Nov 2, 2018

Medicare gives hospital clinics a pay cut

A patient sits on an exam table and coughs while a physician looks at her.

A doctor treats a patient during a clinic visit. Photo: Kirk McKoy/Los Angeles Times via Getty Images

Medicare will pay the same amount for routine doctor visits regardless of whether they happen in hospital outpatient departments or physicians' offices. It formally signed off on the controversial policy in a new regulation today.

Yes, but: The policy will be phased in over 2 years, which may give hospitals and doctors time to quash it or get it scaled back. And although this so-called "site-neutral" policy represents a major shift in how hospitals get paid, the relatively narrow rule will affects less than 1% of all Medicare outpatient spending.

Between the lines: The federal government has studied this issue for years, even before the Obama administration. Officials decided they were fed up with paying more for routine checkups in hospital-owned clinics, when the same services can be done cheaper elsewhere.

  • "In 2012, Medicare was paying approximately 80% more for a 15-minute office visit in a hospital outpatient department than in a freestanding physician office," the Centers for Medicare & Medicaid Services wrote in its final rule.

==========

▶ **WHAT TO DO**
(1) Rewrite the Medicare article's passage that opens with the words containing "Nov 2, 2018" and closes with "new regulation today.", replacing "doctor" with "clinician".
(2) List every number that appears in the Medicare article, along with the words it goes with.

▶ **SUPPLIED MATERIAL**
==========

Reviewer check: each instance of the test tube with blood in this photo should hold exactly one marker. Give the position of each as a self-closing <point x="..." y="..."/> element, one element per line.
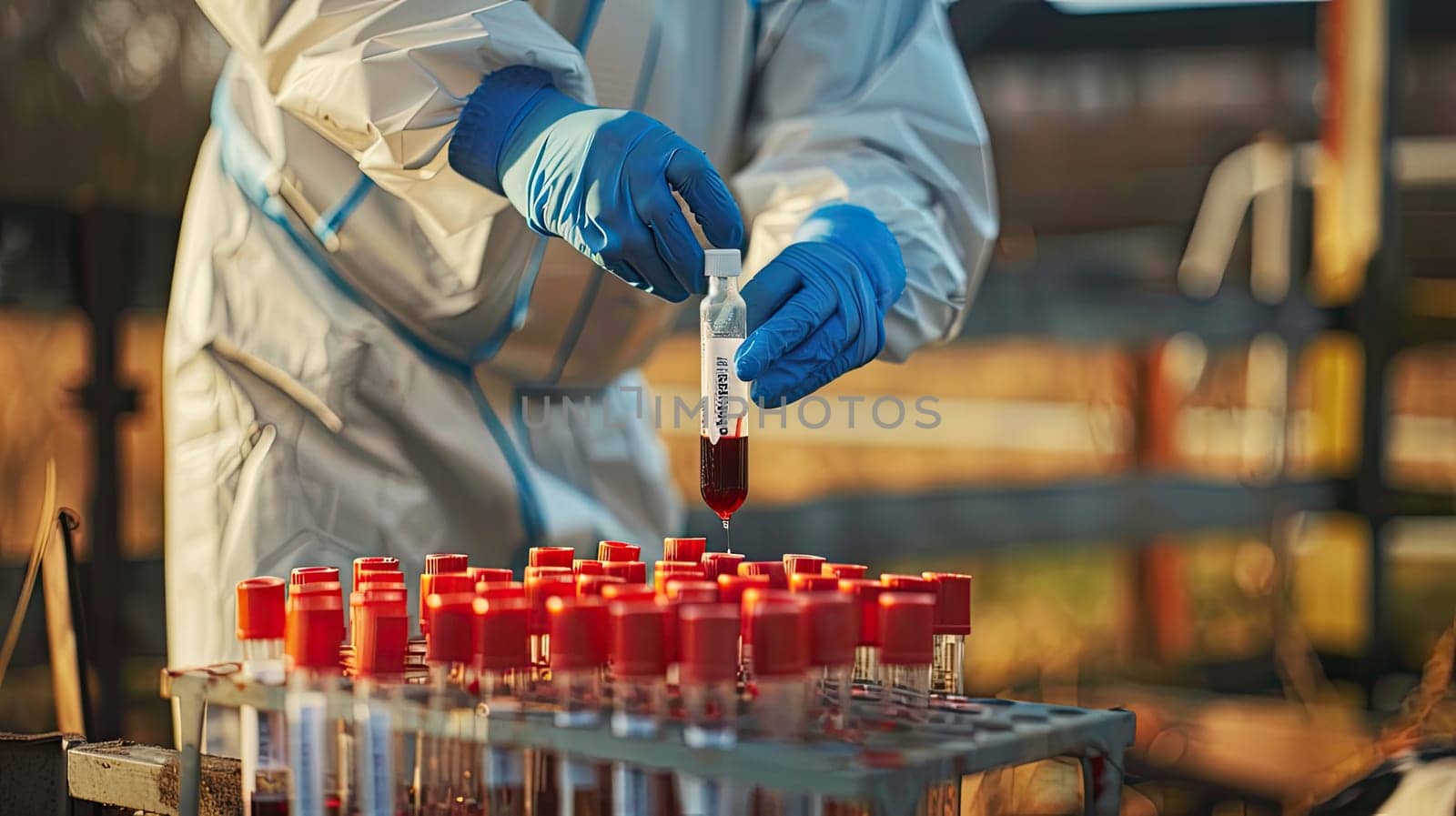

==========

▶ **SOLUTION SET**
(1)
Nov 2, 2018

Medicare gives hospital clinics a pay cut

A patient sits on an exam table and coughs while a physician looks at her.

A clinician treats a patient during a clinic visit. Photo: Kirk McKoy/Los Angeles Times via Getty Images

Medicare will pay the same amount for routine clinician visits regardless of whether they happen in hospital outpatient departments or physicians' offices. It formally signed off on the controversial policy in a new regulation today.

(2)
- 2, in the date "Nov 2, 2018"
- 2018, in the same date
- 2, in "phased in over 2 years"
- 1%, in "less than 1% of all Medicare outpatient spending"
- 2012, in "In 2012, Medicare was paying…"
- 80%, in "approximately 80% more"
- 15, in "a 15-minute office visit"